*** Begin section ***

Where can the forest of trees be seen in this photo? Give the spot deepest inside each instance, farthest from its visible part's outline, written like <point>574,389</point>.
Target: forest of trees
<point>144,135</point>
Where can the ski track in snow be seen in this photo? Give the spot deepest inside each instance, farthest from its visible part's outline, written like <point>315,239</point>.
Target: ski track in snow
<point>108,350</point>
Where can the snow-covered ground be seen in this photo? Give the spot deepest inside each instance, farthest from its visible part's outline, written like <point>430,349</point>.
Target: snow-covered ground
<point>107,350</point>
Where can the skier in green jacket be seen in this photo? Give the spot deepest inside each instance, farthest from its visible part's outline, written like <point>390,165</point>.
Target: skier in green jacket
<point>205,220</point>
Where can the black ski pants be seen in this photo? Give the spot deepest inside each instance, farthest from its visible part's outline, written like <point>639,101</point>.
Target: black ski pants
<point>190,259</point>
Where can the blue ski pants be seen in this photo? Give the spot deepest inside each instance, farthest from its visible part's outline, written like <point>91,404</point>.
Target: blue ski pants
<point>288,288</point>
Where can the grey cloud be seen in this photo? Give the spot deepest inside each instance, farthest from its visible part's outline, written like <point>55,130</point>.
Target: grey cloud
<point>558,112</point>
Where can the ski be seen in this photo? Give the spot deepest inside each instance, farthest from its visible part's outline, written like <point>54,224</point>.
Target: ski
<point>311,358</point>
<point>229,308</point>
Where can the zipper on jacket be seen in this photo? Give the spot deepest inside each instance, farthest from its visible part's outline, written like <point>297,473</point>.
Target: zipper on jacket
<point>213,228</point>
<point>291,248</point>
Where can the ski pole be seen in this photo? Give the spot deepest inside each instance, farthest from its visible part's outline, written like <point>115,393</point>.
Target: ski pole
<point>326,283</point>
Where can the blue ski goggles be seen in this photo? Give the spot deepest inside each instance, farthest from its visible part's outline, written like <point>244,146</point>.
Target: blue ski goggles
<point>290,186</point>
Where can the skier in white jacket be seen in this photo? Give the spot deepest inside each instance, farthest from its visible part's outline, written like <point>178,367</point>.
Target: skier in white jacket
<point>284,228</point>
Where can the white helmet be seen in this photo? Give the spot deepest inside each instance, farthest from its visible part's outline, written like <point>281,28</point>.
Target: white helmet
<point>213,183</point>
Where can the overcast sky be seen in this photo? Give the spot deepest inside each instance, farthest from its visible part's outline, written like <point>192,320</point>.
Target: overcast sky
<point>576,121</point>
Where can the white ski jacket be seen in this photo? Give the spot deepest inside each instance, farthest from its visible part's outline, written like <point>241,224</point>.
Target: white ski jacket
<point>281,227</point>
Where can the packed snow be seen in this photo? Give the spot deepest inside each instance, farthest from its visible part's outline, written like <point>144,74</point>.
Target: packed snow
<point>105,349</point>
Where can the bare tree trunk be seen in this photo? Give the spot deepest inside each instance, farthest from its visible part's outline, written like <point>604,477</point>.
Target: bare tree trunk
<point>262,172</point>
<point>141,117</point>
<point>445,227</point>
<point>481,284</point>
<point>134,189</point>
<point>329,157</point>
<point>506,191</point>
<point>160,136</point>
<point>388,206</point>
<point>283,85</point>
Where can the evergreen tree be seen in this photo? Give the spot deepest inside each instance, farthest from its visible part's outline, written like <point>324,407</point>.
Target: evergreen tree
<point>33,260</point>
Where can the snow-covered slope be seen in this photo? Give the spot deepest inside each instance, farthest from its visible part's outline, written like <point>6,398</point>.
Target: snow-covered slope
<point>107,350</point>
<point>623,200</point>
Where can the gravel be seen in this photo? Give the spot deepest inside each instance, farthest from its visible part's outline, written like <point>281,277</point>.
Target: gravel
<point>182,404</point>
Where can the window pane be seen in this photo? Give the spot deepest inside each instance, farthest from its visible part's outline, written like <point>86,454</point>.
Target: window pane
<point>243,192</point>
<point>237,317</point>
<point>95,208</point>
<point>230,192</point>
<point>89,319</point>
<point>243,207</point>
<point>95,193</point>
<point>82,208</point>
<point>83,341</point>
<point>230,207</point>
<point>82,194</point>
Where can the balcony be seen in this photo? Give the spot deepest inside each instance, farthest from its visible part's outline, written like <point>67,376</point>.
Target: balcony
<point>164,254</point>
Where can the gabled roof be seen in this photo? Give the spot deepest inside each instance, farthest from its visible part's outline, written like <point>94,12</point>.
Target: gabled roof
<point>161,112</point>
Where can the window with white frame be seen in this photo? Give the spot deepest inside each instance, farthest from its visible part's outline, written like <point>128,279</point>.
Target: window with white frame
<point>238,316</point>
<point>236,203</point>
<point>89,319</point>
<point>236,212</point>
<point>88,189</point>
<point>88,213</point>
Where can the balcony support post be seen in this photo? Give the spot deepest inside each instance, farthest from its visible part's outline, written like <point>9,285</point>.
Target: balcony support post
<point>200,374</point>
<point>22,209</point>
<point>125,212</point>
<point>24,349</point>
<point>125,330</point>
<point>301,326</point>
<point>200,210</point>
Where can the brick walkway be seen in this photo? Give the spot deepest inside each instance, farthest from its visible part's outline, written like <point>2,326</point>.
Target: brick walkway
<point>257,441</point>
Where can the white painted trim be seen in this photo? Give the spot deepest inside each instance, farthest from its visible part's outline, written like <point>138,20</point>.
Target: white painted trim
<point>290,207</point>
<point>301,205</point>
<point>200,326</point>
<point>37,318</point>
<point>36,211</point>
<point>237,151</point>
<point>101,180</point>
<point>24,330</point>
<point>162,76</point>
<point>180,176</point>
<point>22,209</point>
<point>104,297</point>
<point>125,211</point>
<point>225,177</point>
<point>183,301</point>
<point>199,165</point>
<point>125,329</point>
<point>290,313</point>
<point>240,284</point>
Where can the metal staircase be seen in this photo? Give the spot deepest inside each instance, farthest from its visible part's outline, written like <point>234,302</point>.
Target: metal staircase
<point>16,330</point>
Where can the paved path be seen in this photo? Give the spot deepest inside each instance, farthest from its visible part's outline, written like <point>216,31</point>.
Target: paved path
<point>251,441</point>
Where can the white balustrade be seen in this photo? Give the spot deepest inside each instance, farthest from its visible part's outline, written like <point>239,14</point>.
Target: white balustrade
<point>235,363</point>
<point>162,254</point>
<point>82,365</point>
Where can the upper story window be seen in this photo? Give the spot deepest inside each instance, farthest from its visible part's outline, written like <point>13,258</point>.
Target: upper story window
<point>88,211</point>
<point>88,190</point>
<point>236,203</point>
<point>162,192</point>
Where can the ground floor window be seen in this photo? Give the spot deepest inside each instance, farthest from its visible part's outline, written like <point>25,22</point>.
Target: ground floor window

*** End section ***

**Exercise aim**.
Pick every line containing the word "floor" out of the material, and copy those lines.

**Task response**.
Where can the ground floor window be seen in this photo? Give the spot deepest inside each instance, farthest from its visible part's outline, written like <point>25,22</point>.
Target: ground floor window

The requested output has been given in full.